--- Direction ---
Counting case-sensitively, how many lines in the entries below contain the string "shirt"? Reply with the number alone.

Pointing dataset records
━━━

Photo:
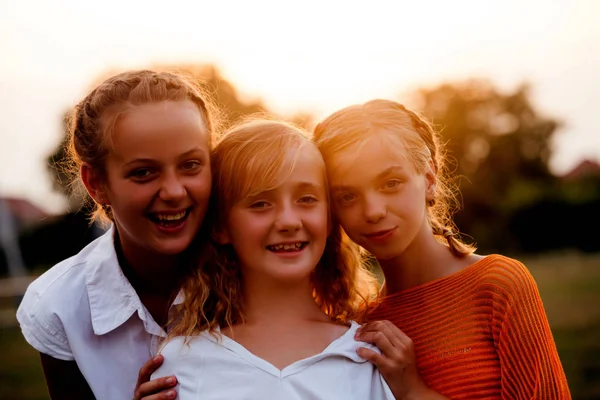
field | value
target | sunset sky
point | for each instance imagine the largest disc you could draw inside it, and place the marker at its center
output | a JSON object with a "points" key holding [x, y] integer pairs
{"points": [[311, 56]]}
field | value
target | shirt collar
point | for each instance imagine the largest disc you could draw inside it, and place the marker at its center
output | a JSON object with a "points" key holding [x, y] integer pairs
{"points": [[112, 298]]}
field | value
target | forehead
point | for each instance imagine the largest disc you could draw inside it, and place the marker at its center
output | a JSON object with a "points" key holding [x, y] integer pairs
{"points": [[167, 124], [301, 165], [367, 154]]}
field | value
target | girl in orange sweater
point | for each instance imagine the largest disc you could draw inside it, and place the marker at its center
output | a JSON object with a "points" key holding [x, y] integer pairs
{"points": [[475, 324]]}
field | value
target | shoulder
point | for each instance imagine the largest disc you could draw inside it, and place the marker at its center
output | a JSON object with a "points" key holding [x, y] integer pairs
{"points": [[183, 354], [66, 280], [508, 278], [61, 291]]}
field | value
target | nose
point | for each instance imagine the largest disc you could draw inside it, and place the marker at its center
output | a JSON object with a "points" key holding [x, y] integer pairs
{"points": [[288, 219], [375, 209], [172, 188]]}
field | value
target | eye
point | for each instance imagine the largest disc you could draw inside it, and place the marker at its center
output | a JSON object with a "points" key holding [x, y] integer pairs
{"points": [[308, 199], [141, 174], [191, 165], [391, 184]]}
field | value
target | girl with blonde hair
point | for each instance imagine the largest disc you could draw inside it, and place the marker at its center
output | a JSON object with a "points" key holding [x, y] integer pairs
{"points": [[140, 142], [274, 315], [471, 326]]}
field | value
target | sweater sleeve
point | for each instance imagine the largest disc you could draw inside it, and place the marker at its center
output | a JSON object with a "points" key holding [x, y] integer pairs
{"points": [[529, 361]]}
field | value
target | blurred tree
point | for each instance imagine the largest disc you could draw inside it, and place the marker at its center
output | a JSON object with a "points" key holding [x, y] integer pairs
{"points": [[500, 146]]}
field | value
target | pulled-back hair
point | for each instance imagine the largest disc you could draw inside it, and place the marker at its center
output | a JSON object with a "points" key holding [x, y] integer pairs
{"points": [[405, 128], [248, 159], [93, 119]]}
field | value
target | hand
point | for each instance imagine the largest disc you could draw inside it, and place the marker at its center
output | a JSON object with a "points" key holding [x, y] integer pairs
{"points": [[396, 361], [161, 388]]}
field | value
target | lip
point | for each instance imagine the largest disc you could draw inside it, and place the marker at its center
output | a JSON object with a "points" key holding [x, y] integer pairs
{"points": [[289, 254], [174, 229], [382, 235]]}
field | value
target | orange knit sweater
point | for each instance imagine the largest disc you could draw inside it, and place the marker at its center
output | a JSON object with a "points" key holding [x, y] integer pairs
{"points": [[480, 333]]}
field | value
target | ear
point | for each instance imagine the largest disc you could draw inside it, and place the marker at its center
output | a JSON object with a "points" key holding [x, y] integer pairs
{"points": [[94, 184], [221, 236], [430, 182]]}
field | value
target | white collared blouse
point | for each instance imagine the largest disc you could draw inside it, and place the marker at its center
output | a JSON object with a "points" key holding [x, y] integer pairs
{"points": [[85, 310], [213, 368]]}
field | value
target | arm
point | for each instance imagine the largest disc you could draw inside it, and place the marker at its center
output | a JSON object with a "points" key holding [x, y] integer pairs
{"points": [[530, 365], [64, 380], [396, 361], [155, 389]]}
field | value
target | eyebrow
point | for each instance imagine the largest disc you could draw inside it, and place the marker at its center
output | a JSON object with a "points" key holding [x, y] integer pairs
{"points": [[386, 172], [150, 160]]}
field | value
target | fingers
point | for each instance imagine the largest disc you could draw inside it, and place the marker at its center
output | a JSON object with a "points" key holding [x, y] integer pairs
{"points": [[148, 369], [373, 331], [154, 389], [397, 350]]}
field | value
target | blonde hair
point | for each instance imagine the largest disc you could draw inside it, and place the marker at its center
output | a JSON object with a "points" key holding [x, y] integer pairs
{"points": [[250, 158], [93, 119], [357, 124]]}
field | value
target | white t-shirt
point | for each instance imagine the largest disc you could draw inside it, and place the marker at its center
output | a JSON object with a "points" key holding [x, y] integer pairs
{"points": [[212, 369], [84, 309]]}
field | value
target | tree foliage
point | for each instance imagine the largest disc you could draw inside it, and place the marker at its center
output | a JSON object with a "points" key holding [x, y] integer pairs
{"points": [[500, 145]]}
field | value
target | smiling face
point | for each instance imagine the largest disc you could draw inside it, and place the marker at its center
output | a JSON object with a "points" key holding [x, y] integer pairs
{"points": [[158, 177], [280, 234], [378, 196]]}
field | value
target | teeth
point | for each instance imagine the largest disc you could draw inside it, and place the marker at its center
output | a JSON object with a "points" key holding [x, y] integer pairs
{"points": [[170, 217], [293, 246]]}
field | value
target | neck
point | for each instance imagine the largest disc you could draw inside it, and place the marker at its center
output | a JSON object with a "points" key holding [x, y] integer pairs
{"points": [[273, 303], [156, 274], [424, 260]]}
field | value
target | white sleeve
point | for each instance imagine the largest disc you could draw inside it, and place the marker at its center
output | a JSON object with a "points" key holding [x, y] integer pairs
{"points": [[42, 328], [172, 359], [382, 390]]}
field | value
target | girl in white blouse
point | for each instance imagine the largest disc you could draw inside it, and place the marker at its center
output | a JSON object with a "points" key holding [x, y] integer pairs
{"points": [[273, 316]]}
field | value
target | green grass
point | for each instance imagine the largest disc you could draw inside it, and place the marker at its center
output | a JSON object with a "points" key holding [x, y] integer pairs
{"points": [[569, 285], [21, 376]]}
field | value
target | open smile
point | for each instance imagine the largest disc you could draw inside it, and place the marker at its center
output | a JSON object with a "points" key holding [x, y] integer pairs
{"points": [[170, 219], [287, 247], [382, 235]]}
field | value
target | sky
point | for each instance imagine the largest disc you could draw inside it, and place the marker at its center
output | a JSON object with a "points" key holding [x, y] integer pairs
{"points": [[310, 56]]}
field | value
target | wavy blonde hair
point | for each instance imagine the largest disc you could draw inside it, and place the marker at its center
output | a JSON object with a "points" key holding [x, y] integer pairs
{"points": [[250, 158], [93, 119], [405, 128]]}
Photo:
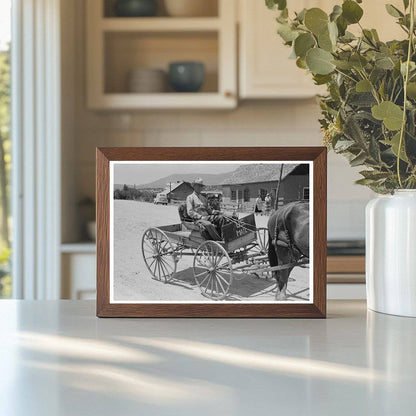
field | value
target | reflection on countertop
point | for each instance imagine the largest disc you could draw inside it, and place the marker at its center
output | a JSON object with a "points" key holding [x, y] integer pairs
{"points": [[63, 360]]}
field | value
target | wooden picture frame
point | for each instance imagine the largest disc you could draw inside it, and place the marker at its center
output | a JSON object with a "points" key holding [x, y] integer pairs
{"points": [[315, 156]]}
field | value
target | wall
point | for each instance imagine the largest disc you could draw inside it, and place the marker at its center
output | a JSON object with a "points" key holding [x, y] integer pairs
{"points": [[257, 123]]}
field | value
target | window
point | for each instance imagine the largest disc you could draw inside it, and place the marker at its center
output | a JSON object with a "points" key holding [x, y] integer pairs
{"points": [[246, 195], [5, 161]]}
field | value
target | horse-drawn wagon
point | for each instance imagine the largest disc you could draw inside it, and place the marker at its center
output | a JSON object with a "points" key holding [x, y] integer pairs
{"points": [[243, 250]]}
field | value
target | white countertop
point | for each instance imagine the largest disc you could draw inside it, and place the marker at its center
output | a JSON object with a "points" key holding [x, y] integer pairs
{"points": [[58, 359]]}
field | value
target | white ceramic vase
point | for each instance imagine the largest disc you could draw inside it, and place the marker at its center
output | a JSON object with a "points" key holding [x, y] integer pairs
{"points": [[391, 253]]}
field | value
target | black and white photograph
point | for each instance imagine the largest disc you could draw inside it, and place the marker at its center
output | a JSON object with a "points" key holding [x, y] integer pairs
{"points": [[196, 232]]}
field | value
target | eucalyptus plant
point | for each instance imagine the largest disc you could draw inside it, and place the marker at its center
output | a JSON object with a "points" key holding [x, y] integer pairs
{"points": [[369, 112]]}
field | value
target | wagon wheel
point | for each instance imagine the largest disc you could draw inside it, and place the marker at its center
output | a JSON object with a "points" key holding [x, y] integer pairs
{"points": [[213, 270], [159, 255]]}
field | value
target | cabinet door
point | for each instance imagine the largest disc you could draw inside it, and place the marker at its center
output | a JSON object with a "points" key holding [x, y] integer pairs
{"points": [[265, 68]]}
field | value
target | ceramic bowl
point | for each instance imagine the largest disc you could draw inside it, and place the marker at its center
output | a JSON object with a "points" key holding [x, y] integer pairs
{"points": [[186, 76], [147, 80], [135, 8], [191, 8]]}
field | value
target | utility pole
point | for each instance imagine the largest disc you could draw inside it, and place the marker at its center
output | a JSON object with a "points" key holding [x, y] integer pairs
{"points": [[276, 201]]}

━━━

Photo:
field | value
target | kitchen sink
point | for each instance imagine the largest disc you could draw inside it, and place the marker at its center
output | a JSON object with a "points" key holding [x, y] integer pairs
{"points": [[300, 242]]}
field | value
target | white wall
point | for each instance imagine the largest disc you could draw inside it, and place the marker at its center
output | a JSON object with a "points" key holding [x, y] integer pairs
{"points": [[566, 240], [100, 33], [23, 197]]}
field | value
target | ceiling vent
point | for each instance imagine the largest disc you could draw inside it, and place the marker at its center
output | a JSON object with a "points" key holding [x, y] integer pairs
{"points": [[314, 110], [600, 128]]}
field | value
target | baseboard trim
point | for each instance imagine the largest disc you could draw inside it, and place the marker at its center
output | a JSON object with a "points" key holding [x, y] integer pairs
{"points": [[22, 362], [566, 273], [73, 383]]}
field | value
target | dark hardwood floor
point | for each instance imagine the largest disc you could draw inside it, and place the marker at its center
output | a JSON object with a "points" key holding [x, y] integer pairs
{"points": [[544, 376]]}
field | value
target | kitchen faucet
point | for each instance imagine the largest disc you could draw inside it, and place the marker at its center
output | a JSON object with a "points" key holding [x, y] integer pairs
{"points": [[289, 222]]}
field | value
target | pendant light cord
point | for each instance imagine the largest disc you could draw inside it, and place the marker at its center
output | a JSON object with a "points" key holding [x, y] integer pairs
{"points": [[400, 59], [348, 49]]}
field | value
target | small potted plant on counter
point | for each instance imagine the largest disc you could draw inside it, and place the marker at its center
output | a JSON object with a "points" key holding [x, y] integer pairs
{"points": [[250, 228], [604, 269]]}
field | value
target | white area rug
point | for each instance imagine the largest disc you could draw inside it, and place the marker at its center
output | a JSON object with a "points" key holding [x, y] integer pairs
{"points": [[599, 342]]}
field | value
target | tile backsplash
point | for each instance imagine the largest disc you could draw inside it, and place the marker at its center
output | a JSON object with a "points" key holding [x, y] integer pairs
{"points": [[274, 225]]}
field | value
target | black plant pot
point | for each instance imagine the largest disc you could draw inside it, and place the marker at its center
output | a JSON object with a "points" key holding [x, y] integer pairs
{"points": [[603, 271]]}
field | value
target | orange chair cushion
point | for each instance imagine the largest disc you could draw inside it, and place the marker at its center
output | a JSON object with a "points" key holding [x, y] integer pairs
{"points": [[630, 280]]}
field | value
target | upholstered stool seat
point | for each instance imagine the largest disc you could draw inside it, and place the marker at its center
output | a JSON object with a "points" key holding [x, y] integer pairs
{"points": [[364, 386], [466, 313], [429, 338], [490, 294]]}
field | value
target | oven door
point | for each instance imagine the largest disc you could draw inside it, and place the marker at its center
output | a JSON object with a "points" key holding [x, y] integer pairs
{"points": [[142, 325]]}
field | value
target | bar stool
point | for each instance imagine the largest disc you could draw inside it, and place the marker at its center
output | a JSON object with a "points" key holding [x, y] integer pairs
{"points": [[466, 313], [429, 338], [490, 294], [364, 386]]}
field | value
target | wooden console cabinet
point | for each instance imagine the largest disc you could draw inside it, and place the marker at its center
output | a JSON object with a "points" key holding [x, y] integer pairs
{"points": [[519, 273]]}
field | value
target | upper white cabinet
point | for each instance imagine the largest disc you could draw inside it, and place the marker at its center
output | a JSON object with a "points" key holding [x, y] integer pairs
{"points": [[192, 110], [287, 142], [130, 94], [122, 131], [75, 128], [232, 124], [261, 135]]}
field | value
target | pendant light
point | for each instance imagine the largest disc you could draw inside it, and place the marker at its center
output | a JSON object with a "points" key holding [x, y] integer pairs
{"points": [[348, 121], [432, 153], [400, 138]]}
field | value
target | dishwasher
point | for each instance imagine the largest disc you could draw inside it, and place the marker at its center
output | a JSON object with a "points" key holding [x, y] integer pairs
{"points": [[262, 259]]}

━━━

--- Exercise solution ---
2